§ Instructions to follow
Rewrite every line of the records below, requests included, and shift each polygon point coordinate in the answers by -147. Leave the pictures out of your answer.

** START Source records **

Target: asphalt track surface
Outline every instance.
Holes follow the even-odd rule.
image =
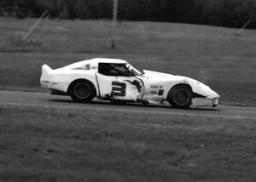
[[[256,121],[256,107],[218,105],[179,110],[165,105],[141,104],[114,105],[108,101],[93,100],[91,103],[75,103],[68,96],[51,95],[49,93],[0,91],[0,107],[55,107],[97,111],[119,111],[126,114],[155,114],[167,116],[204,117],[219,119],[250,119]]]

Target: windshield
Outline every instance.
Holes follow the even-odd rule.
[[[139,71],[137,71],[135,67],[133,67],[129,63],[126,63],[125,65],[130,70],[130,71],[133,73],[134,76],[141,76],[142,75],[142,73]]]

** END Source records **

§ Solution for this exercise
Target: asphalt track surface
Outline every instance.
Holes follow the even-odd rule.
image =
[[[109,-26],[109,-40],[71,-42],[32,-37],[18,-42],[-6,-43],[-33,-42],[-39,-46],[-54,-47],[-56,-44],[-72,-44],[-79,-51],[-96,-52],[-98,-54],[-147,-56],[-147,-40],[-92,-40],[-50,-36],[-28,-36],[-21,-33],[8,-33],[20,-31],[57,-30],[72,-28],[103,-28]]]

Target: windshield
Outline every instance.
Holes follow the even-odd rule.
[[[-8,-76],[-10,-76],[-12,-80],[-14,-80],[-18,-84],[-21,-84],[-22,-82],[-17,-77],[-17,-76],[-14,-74],[-13,-71],[-6,-71],[-5,-72],[-5,-74]]]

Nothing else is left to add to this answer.